» ASSIGNED TASK: After locating the line with "of the striped", reproduce that line and every one following it exactly, up to the end of the entries.

Saved entries
+ + +

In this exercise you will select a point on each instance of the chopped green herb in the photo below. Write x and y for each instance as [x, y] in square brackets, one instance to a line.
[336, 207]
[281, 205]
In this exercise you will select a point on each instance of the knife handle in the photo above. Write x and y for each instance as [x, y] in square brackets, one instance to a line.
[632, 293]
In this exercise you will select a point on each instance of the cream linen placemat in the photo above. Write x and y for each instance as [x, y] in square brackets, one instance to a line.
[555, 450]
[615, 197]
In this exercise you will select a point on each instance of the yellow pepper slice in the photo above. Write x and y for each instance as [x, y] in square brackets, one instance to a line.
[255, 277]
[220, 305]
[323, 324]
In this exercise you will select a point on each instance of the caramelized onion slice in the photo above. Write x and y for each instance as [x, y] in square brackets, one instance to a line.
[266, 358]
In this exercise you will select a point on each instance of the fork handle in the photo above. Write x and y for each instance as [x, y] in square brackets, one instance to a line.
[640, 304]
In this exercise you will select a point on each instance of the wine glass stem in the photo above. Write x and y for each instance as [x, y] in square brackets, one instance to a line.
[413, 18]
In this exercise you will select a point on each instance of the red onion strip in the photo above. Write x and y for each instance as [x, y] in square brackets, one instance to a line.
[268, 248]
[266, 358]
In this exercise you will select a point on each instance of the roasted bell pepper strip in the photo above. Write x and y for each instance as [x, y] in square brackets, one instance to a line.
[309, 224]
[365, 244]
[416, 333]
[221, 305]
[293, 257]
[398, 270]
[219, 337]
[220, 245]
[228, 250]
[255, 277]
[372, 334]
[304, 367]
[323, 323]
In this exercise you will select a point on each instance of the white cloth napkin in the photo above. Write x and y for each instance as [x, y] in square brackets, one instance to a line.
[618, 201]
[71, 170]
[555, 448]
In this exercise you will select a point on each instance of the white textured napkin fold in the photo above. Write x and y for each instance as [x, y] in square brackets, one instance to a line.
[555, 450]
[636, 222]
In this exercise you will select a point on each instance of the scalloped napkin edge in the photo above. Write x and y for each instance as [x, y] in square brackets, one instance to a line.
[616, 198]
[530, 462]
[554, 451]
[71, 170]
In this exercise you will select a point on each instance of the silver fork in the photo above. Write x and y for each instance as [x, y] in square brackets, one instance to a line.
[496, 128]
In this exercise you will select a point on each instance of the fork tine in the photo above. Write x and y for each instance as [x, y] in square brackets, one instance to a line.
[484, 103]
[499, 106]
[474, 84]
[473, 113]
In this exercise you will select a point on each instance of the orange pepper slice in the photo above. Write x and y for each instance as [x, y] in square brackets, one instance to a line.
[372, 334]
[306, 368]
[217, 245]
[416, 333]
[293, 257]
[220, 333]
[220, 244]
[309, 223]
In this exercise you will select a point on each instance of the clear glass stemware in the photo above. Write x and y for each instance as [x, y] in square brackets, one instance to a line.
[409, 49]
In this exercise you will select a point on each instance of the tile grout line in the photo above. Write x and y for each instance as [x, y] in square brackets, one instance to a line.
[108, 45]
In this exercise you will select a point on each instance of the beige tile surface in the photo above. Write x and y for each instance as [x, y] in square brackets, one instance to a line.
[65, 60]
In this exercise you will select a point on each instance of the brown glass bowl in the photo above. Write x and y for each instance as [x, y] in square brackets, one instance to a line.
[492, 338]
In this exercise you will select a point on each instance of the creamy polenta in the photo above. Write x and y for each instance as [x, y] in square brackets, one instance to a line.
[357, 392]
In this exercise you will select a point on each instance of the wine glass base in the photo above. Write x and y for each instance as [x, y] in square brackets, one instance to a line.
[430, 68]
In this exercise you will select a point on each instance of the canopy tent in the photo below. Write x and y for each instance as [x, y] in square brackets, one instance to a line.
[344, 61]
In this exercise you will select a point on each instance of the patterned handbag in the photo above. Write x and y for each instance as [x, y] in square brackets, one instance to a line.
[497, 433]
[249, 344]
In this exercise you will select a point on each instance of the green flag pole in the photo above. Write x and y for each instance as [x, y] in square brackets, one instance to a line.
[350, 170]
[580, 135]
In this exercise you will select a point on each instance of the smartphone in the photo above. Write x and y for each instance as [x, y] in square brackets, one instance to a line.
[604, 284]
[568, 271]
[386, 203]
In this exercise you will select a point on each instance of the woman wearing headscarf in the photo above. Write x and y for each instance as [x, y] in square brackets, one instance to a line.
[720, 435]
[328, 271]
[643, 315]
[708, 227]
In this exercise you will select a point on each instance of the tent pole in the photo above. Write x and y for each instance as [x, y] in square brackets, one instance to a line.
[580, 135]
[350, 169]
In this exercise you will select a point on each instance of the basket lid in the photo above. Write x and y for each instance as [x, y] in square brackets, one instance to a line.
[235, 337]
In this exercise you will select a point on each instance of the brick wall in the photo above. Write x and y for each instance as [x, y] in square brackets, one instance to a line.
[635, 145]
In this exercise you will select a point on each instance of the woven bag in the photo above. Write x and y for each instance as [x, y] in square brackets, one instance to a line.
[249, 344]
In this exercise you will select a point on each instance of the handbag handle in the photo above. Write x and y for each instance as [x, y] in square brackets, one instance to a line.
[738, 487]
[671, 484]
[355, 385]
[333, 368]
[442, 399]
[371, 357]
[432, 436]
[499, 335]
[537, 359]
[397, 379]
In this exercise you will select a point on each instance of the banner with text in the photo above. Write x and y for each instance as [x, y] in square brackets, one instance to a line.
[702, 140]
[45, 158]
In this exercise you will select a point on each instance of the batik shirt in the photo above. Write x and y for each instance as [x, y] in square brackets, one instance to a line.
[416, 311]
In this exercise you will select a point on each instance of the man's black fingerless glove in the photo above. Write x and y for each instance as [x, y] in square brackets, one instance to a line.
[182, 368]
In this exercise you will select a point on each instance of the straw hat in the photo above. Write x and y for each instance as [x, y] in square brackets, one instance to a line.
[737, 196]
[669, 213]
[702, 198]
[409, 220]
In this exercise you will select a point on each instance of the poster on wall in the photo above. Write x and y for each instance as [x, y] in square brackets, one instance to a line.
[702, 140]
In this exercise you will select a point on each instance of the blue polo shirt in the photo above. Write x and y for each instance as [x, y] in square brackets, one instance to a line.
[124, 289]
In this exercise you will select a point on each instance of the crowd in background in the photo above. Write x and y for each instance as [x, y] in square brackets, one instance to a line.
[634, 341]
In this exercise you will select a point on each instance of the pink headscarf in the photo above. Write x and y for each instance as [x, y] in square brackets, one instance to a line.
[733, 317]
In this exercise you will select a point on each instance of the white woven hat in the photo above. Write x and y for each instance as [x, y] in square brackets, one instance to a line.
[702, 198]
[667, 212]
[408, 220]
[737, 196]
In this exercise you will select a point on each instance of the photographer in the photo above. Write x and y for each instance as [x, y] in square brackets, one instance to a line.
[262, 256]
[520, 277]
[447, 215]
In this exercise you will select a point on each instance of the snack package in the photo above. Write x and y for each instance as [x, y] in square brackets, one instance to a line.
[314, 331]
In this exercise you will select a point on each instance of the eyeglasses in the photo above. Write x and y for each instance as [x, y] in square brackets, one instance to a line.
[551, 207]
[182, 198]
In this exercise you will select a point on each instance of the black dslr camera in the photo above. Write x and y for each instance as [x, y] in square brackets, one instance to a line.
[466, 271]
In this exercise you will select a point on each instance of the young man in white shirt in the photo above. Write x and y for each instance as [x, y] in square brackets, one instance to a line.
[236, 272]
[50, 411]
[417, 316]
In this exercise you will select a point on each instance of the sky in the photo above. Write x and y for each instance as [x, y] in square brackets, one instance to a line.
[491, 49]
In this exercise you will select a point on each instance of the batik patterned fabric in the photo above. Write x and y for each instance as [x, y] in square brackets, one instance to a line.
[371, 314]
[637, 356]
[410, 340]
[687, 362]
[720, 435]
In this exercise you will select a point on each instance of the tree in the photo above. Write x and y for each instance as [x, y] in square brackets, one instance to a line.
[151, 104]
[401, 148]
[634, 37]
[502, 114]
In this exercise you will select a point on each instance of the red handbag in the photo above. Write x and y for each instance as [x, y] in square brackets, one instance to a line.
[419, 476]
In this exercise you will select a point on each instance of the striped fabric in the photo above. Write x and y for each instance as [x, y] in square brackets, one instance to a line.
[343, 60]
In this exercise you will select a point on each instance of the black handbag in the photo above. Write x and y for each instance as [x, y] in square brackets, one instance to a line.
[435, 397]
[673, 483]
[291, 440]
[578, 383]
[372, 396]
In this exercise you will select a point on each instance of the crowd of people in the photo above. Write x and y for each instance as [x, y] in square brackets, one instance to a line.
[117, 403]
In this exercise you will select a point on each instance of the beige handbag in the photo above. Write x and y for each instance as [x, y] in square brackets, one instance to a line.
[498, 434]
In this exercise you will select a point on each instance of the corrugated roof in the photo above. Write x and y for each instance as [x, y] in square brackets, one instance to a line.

+ + +

» FINAL ANSWER:
In this exercise you will select a point on each instance of the striped fabric in the photo above. Write x and y for each instance as [x, y] in square brackets, one instance to a line.
[343, 60]
In this exercise you will select a point on each instance of the black handbag in the photo above. Write x and y for each instance as [x, y] in square brackets, one instance to a line.
[435, 397]
[673, 483]
[291, 440]
[578, 383]
[372, 396]
In this exercise you will select a point on each instance of the crowd of people in the photo above. Write x and y for each instance as [x, y] in square brackets, one instance to a line.
[117, 403]
In this exercise you will select a point on each instance of the beige handbag in the photo above. Write x and y for each instance as [x, y] in square brackets, one instance to a line.
[498, 434]
In this exercise you will select a point on each instance of the corrugated roof in the photo above. Write x and y for each instance as [x, y] in square brackets, one instance to a line.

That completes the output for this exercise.